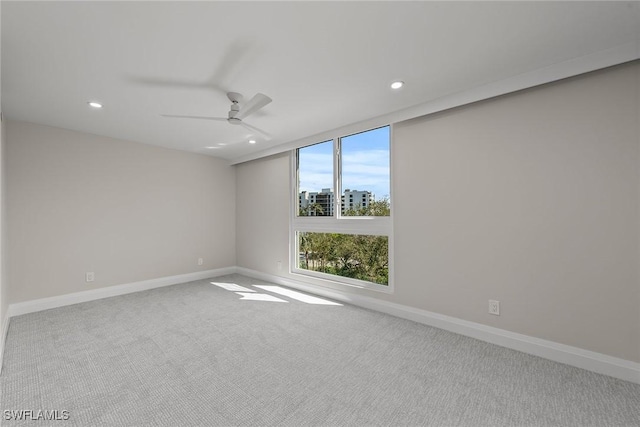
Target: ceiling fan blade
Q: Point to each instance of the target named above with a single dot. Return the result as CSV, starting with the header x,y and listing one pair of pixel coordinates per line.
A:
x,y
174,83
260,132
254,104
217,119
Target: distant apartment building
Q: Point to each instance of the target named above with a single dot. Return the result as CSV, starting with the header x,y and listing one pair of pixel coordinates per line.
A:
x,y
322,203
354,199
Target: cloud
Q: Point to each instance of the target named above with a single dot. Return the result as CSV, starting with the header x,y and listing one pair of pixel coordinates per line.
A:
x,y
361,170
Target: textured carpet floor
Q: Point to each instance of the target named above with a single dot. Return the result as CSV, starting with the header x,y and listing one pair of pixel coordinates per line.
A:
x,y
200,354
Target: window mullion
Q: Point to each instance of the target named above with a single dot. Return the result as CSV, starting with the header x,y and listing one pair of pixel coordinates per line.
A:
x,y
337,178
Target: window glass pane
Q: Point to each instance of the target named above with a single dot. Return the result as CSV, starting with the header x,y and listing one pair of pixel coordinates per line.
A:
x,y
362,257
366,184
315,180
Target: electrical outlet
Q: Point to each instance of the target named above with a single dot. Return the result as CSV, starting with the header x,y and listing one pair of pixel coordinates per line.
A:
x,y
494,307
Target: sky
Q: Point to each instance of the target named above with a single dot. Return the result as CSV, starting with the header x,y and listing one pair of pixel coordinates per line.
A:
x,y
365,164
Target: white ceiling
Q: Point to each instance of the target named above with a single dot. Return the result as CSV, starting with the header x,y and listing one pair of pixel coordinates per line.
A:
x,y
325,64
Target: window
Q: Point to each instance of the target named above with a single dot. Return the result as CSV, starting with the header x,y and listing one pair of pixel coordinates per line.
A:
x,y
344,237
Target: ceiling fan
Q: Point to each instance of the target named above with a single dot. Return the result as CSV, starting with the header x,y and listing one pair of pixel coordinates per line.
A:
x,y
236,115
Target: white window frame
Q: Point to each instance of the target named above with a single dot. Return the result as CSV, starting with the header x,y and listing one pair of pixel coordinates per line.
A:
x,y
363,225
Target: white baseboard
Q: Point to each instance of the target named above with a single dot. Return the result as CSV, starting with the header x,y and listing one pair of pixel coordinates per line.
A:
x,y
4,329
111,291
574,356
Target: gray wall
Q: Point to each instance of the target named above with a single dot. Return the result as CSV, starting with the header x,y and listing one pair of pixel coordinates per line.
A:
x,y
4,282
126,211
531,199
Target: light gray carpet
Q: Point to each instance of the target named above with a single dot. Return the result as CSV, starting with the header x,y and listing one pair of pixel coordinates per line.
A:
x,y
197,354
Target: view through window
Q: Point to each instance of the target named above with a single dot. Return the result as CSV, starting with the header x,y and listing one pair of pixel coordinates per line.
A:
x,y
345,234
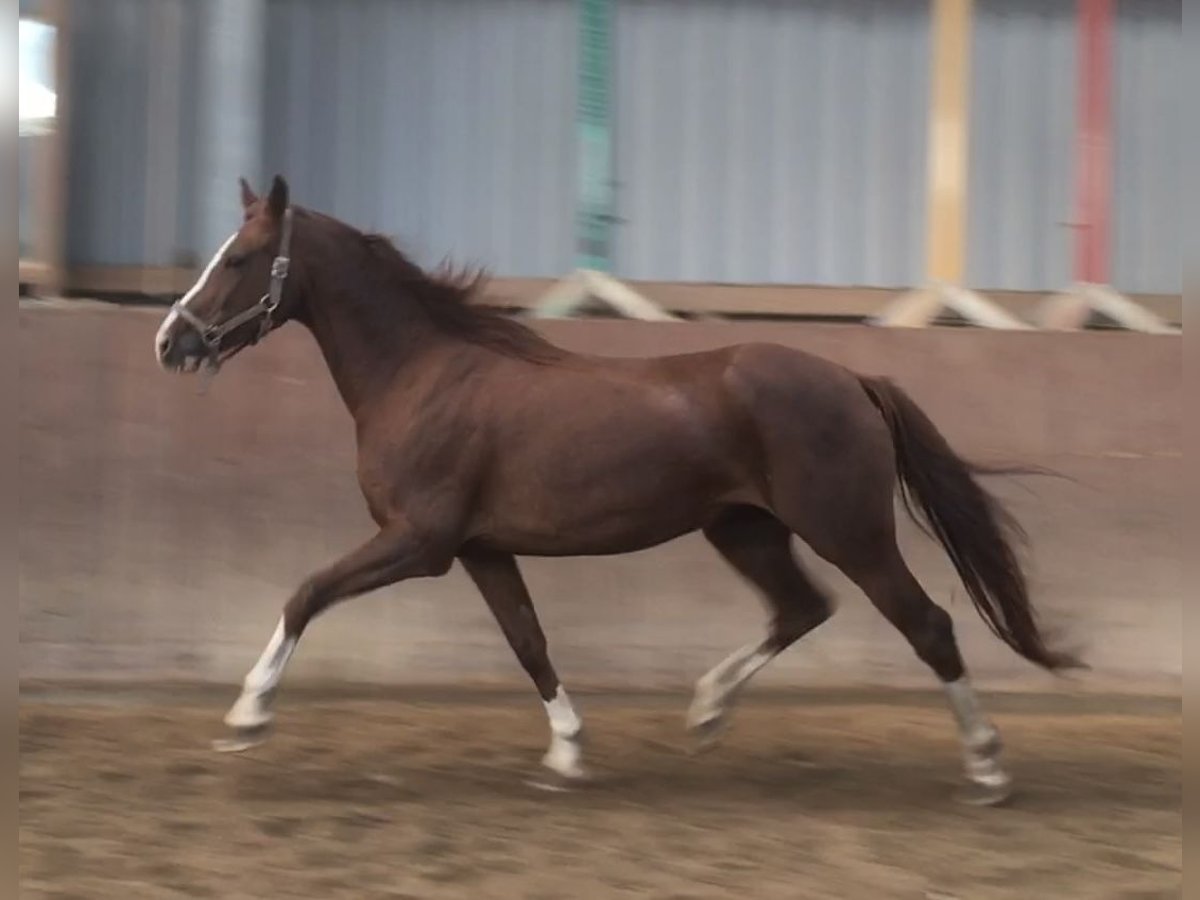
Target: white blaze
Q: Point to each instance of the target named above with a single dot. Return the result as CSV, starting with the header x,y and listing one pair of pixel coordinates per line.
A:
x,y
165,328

TASK REQUIREMENTS: Copy the whole listing above word for word, leaving out the pictures.

COMPLETE RESPONSE:
Target: ceiling fan blade
Q: Point to each instance of the target named above with a single dot. Return the result as CSV, starting with the header x,y and listing one pair of pixel coordinates per line.
A:
x,y
174,83
260,132
254,104
217,119
Target: distant apartment building
Q: Point to each instance of the target named above with a single dot. Return the result as CSV, starting with the header x,y and listing one pair of pixel coordinates per line.
A:
x,y
322,203
354,199
Target: cloud
Q: Point to each instance of the target named above with a single dot. Return the result as CSV, starting with the header x,y and listing one pair of pixel coordinates per line.
A:
x,y
361,170
Target: textured carpet floor
Q: Point to each instance of the target named above with a single dot. Return the result as CSV, starting with the header x,y and listing one pair of pixel coordinates per line.
A:
x,y
200,354
Target: window mullion
Q: Point to each instance of the target named above with a single dot. Return the result as CSV, starting with the header x,y and listing one pair of pixel coordinates per line.
A:
x,y
337,178
Target: window glass pane
Q: Point to each instance of the target named above with a single dot. Return the result as CSV, starting with the header x,y and listing one pair of pixel coordinates per line.
A:
x,y
362,257
366,184
315,180
Target: electrical outlet
Q: Point to each instance of the target named above with a single dot. Return the result as CSV, starting with the header x,y and listing one pair of pixel coordinates per line.
A:
x,y
494,307
Target: sky
Q: Point to each instance of the target named above with a single dot. Return the result as CSV, starting with the header x,y and listing one pair of pixel coordinates per line.
A:
x,y
365,164
Target: white ceiling
Q: Point to each instance of the target named above with a single dot. Return the result as CSV, starting with the header x,y and listing one pair of pixel coordinates per line.
A:
x,y
325,64
Target: window
Q: Point to each instance of the target named above with a single dot. Return the result as CSV, starting with the header x,y and listing one pair of pixel coordinates per line.
A:
x,y
344,237
Target: ceiling fan
Q: Point to each instance of the target named above with a single dot. Return the result as CSV, starting with the header x,y and listing one pair of pixel coordinates per line.
A:
x,y
236,115
Target: white window frame
Q: Point to each instance of the target named above with a single dot. Return the result as CSV, starting with the header x,y and listing one pair of pixel coordinates per line.
A:
x,y
363,225
Target: white baseboard
Q: Point to each instance of the target named above with a single dot. Return the result as CSV, starting with the header x,y and listing one pair of pixel coordinates per line.
A:
x,y
4,329
111,291
574,356
Target: gray wall
Q: Point to each instance of the target named above with a single dot. Return the result as CSV, starting with the header x,y and listing one pair of pixel coordinates per line.
A:
x,y
4,282
126,211
531,199
Target: light gray carpet
Q: Point to each instance of the target named above with a single dot. Return the result as CSV, starting with the header x,y and listing one pair of pixel coordinates per line.
A:
x,y
197,354
Target: view through window
Q: Point to each instance of the target named above with a single dot. Return the result as CSV, starting with the header x,y and listing one pair of pixel coordinates per line.
A:
x,y
345,234
Target: white blaze
Q: Point to each instance of the target named above with a single dot. Return the result as CSV, starting with the header x,y and listing one pair of pixel coordinates per line.
A:
x,y
165,328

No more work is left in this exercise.